Data entries:
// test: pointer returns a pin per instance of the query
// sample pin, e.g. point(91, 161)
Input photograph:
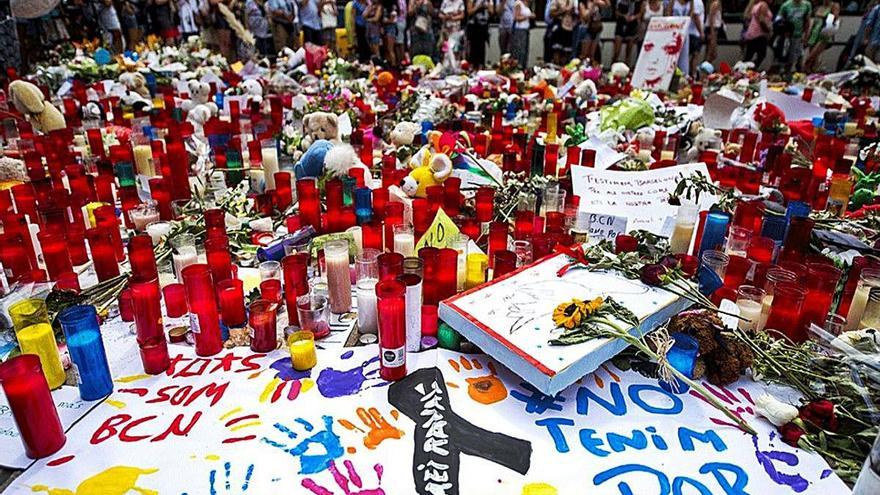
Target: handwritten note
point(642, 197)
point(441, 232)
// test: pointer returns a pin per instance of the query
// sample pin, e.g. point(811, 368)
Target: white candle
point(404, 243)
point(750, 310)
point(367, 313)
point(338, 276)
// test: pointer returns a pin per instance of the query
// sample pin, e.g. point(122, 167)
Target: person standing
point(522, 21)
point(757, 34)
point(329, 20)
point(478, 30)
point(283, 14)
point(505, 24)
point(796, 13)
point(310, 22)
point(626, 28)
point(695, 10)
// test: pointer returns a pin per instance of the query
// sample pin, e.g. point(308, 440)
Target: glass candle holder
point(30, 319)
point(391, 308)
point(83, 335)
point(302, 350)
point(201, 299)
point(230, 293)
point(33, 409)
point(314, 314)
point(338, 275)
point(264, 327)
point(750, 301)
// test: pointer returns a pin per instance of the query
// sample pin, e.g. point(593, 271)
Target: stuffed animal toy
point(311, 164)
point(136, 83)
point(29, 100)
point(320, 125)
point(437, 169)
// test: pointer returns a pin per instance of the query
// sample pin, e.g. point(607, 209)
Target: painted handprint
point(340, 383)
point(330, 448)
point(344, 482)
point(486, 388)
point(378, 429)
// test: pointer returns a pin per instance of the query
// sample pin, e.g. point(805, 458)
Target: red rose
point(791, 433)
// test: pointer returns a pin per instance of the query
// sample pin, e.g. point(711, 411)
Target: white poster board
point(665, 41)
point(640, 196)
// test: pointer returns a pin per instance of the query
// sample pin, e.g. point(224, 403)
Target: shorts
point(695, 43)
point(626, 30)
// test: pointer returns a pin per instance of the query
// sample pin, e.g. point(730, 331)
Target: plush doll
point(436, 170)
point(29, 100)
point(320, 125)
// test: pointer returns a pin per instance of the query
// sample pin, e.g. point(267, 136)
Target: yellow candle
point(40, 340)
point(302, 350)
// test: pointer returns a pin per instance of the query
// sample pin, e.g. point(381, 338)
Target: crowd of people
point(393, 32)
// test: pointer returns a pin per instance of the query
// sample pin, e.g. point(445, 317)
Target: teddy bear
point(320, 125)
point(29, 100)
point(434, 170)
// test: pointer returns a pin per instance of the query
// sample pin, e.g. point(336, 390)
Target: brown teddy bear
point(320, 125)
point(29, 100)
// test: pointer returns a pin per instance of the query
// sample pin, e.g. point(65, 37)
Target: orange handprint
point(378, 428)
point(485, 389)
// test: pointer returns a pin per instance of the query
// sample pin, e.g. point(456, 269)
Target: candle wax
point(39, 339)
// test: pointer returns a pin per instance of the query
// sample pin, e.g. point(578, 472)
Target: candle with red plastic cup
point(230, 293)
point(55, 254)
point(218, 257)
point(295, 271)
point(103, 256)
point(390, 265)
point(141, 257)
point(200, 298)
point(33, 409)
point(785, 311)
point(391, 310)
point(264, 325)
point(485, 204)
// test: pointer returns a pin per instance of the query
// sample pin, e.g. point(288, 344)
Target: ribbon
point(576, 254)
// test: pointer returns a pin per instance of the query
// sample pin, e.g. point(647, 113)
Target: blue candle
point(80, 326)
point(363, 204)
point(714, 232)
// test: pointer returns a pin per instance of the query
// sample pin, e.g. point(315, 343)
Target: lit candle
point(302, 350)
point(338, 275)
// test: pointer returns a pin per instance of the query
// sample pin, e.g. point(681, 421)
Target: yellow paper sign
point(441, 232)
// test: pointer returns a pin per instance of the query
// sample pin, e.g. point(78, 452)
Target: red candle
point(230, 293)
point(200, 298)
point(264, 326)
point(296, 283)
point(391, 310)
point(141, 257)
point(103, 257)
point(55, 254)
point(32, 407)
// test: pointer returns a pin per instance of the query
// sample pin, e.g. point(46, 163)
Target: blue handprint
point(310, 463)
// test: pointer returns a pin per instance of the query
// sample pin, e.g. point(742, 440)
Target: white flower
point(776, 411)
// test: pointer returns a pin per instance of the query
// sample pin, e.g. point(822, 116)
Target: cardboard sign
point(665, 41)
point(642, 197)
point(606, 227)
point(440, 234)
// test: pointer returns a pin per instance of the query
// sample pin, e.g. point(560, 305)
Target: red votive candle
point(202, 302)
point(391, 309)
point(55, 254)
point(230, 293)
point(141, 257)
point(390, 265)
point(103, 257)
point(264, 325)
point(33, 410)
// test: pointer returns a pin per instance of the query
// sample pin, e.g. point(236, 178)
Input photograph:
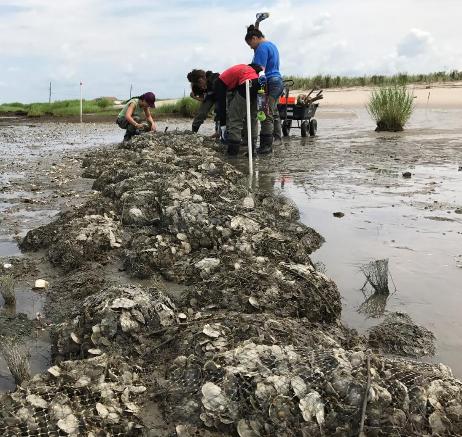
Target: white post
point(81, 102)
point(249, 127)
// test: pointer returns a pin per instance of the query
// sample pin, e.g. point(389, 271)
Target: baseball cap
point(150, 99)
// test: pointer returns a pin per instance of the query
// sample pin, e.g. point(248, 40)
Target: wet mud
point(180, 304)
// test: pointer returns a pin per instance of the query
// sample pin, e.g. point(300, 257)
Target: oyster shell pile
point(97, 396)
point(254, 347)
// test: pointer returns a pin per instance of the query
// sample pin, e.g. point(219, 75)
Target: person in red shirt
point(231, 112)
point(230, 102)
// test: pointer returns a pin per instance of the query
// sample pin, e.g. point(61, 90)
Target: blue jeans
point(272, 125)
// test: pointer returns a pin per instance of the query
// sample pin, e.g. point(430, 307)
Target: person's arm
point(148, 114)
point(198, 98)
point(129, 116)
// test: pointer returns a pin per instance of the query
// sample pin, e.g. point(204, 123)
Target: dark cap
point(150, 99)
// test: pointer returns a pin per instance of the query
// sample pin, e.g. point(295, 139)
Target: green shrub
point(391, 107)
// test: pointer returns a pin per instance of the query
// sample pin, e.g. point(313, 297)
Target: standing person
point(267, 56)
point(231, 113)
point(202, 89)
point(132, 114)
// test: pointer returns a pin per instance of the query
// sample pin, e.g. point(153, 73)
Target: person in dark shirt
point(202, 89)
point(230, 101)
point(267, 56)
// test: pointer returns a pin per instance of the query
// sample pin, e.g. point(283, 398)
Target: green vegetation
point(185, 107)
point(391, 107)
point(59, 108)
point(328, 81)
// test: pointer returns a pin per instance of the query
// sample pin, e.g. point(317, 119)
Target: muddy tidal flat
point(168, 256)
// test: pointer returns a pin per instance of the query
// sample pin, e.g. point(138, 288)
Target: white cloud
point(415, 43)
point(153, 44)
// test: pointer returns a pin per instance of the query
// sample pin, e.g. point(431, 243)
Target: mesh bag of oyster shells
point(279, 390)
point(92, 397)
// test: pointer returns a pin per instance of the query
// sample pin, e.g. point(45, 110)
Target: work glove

Set task: Please copy the part of the entries above that runs from the very first line through the line containing "point(338, 276)", both ends included, and leave the pictures out of your copy.

Full solution:
// test: pointer returns a pin per instance of the query
// sample pin, e.g. point(91, 161)
Input photograph:
Target: handwritten note
point(642, 197)
point(441, 232)
// test: pointer returns a pin per instance of the query
// sample pin, e.g. point(811, 368)
Target: white candle
point(404, 243)
point(750, 310)
point(367, 313)
point(338, 276)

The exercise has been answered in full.